[EXTRACT PROVIDED]:
▼
Proposed amendments to the country’s pension system allowing workers to make early withdrawals from their retirement funds will compromise the entire scheme, the scheme’s regulatory body, the Capital Market Development Authority (CMDA), has warned.
CMDA Director General Mariyam Visam today told Minivan News that the proposed amendments to allow public and private sector staff to make early withdrawals from their pension schemes to cover costs of pilgrimages, home finance and starting businesses creates a “fundamental problem” that potentially could invalidate the program’s long-term sustainability.
The comments were made in response to Civil Service Commission (CSC) claims that a majority of public sector workers were in support of the proposed amendments to the Pension Act forwarded by Guraidhoo MP Ibrahim Riza – while also backing additional mechanisms for early withdrawals.
According to local media, the purposes by which early withdrawals could be made under the MP’s amendments include funding a Hajj pilgrimage, undertaking higher education, property building, seeking medical treatment abroad or establishing a businesses.
Sun Online has reported that the amendments would also allow individuals who had completed a contracted term or anyone elected to public office to withdraw funding to set up a business after their term was finished.
Low savings levels
CMDA Director General Visam said that the country’s pension system had been introduced in 2010 for public sector workers, with private sector employees being included in the scheme a year later.
With the system still “very new” to the Maldives, she claimed that the amount of savings available to the public would presently be very low, limiting payments that could be made at a time.
Visam claimed that any notion of allowing early withdrawals would create a “fundamental problem” for the future of Maldivian pensions, which requires long-term savings to help safeguard funds for the program.
“[Early withdrawals] serve to defeat the purpose of the whole system. By the time of retirement, a person is expected to have been making long-term savings so they will have decent benefits,” she said.
Visam added that a number of schemes were already in place in the Maldives to provide private funding opportunities for both private and public sector workers, while social security systems such as Aasandha were also available to cover medical costs at home or abroad.
She said that allowing for early withdrawals for these reasons would serve to be “detrimental” to the pension scheme, which would itself be vital for funding future investments in various sectors like infrastructure and education.
Public sector support
Speaking to Minivan News today, CSC Media Officer Ali Nizar said that since the introduction of the pensions program in 2010, civil servants had been required to pay the bulk of funds into the system compared to the private sector.
Nizar added that with a new bill being proposed in parliament on withdrawals, the CSC had sought to find out the views of public sector workers in some 80 ministerial and council administrations on whether they would support the amendments.
The majority of civil servants surveyed not only approved of the bill, but according to the CSC, public sector workers favoured further provisions, such as bringing the age of retirement down to 55, as well as allowing early withdrawals in areas of major expenditure such as funding the Umra pilgrimage.
Back in June last year, the CMDA raised concerns that a previously proposed amendment to reduce the eligible age for a basic pension from 65 to 60 years of age could damage the country’s economy, potentially adding MVR138 million (US$8.9 million) to the state budget.
The reduction of the age of eligibility from 65 to 60 years old was at the time seen as potentially increasing the number of those eligible to receive monthly pension payments by 33 percent.
Previously released UN figures estimate that the number of Maldivians over the age of 60 could be 25,000 by 2015. This could potentially leave the government with MVR690 million per year in pension payments compared with last year’s outlay of MVR420 million per year – an increase of 64 percent.
▲
[Referring expression grounding data]
▼
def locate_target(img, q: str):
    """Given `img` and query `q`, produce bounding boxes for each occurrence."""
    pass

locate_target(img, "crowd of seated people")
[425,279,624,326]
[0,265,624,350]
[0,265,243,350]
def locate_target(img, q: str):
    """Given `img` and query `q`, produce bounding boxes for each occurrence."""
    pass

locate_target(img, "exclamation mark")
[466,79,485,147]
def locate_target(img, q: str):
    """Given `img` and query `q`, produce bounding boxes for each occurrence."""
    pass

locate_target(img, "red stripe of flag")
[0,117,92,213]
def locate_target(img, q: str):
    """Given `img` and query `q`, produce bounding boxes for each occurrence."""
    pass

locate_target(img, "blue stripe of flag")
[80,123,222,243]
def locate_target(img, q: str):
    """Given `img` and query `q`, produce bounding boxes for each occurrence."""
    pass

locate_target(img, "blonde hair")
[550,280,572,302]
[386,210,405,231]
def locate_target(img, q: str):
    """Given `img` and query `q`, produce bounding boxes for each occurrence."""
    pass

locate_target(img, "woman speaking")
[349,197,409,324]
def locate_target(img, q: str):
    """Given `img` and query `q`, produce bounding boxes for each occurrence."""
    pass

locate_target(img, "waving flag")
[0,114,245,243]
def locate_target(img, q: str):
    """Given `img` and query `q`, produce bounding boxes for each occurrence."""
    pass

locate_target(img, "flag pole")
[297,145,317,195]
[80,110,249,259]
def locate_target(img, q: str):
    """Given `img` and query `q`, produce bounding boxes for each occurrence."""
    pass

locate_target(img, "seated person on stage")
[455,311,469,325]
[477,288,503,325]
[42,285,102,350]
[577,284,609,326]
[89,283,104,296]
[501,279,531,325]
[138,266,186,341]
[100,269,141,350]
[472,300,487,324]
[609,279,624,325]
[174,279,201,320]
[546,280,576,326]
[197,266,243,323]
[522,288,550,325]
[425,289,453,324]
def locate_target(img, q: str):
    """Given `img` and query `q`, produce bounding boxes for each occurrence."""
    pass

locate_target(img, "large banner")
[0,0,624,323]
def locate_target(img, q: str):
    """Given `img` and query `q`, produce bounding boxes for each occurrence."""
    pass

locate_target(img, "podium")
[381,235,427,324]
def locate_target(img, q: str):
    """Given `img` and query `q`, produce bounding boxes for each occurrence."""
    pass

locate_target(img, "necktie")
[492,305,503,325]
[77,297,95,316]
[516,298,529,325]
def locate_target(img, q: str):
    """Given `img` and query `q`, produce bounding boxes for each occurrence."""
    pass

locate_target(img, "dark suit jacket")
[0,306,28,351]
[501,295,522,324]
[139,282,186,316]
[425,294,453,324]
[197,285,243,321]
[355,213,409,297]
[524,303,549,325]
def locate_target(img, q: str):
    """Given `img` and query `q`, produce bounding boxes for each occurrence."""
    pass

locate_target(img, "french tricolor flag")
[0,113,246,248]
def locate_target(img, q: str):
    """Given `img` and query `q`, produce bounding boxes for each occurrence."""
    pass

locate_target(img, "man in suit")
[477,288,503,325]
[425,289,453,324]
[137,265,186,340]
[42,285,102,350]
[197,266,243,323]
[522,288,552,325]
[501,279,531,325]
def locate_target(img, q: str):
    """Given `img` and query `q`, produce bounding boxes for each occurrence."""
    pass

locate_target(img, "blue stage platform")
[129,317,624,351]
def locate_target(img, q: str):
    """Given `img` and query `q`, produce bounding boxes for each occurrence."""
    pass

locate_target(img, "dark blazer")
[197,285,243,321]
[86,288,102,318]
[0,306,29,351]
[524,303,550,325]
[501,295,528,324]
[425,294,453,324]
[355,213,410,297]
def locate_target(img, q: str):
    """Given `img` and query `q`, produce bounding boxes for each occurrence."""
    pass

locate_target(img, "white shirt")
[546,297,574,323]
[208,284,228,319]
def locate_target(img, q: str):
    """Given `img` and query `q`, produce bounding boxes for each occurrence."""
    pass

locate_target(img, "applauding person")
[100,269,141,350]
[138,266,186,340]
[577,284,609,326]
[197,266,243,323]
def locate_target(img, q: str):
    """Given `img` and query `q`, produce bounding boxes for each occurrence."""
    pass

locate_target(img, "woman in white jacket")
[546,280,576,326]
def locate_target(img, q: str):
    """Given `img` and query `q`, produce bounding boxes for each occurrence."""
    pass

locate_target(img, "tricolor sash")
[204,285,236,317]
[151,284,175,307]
▲
▼
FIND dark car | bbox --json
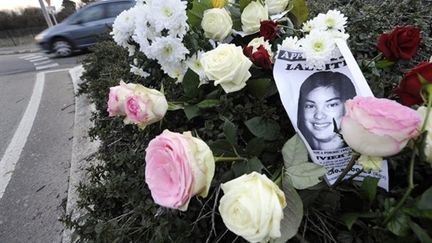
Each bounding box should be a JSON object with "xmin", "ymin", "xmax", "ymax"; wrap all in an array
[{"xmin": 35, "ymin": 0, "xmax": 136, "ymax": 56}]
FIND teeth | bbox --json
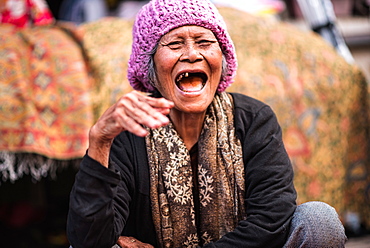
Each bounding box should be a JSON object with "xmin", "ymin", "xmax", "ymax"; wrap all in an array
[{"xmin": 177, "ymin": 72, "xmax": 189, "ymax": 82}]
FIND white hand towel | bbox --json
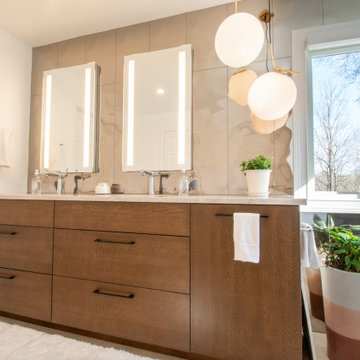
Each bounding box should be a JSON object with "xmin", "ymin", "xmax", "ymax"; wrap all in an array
▲
[EXERCISE BRIEF]:
Repeat the part of the pension article starting with "The majority of" and going on through "the Umra pilgrimage.", word for word. This data was drawn from a separate source.

[YOUR SOLUTION]:
The majority of civil servants surveyed not only approved of the bill, but according to the CSC, public sector workers favoured further provisions, such as bringing the age of retirement down to 55, as well as allowing early withdrawals in areas of major expenditure such as funding the Umra pilgrimage.